### What you should do
Images are to be left out; everything else in the records gets copied exactly.

### Input data
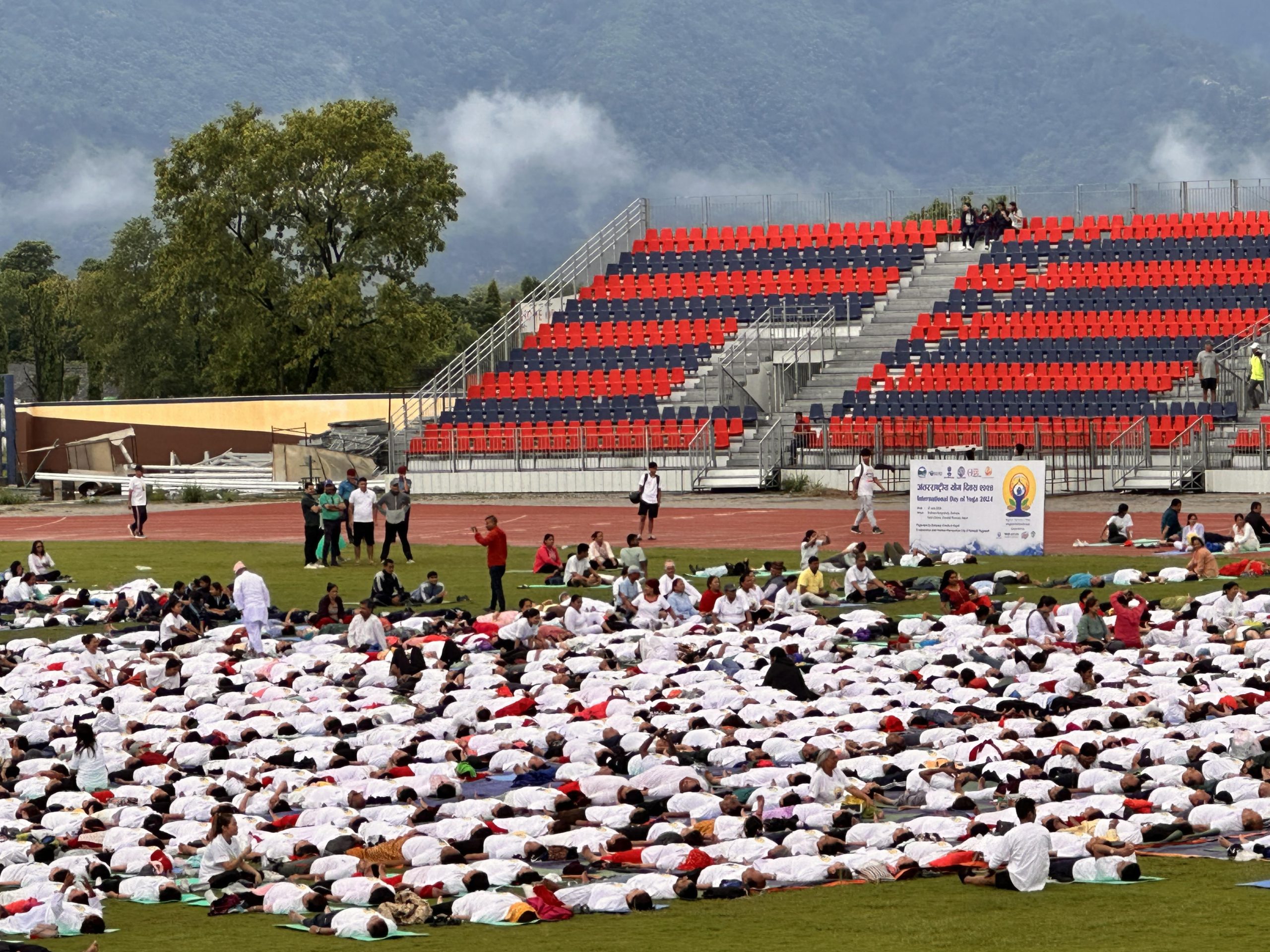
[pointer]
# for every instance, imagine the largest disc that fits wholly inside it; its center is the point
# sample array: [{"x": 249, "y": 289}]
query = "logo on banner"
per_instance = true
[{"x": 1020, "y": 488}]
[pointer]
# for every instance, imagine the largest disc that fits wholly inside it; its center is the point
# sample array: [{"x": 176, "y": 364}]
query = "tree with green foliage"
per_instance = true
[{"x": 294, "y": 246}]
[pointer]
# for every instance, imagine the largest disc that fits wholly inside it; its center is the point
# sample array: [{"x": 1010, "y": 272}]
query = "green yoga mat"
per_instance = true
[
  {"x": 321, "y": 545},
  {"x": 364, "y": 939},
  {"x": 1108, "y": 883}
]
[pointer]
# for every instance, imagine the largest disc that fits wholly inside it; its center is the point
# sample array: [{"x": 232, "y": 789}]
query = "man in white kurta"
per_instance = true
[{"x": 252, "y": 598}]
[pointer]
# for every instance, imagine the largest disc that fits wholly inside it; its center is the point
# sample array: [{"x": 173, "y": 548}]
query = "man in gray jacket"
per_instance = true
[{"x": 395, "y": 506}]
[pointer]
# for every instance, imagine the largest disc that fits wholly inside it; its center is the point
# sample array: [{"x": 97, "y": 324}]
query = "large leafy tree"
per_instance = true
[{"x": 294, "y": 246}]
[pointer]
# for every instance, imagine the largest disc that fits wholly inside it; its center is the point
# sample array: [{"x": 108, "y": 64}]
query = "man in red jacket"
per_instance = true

### Task result
[pointer]
# for every instance, imagine the largest disc that fits wholly inside it; its center is the point
# sample array: [{"x": 249, "y": 289}]
query = "logo on banner"
per_instance = true
[{"x": 1020, "y": 488}]
[pointer]
# for every instance, imagine the largest disc that fits wholly inside it; its center is the point
# sample array: [{"x": 176, "y": 364}]
query = "tree with green foliage"
per_instance = true
[{"x": 294, "y": 246}]
[pointer]
# for every instance, imagine the largest disc that fits wholly inside it; its center is the point
# sample array: [{"x": 1010, "y": 272}]
query = "green yoga mat"
per_instance = true
[
  {"x": 321, "y": 545},
  {"x": 364, "y": 939},
  {"x": 1108, "y": 883}
]
[pointer]
# for every instance, imagine the largest disc that fits wholly inside it; its center is the point
# sample array: [{"x": 232, "y": 789}]
query = "man in white kurta"
per_instance = true
[{"x": 252, "y": 598}]
[pointer]
# for every instance, imagine the largest disc that fits wholly inside it; its center is the point
# sample array: [{"x": 173, "y": 548}]
query = "man in gray jacket"
per_instance = true
[{"x": 395, "y": 506}]
[pointer]
# for every instance, imagine the largest disc that fits wholly inside it; its center is the point
# sample array: [{"x": 97, "y": 324}]
query = "large leafy tree"
per_instance = true
[{"x": 294, "y": 246}]
[pointer]
# for every instance, imagine the largest disc that fits wholly inside it; its center is the point
# sample array: [{"x": 108, "y": 64}]
query = "man in red jacket"
per_instance = true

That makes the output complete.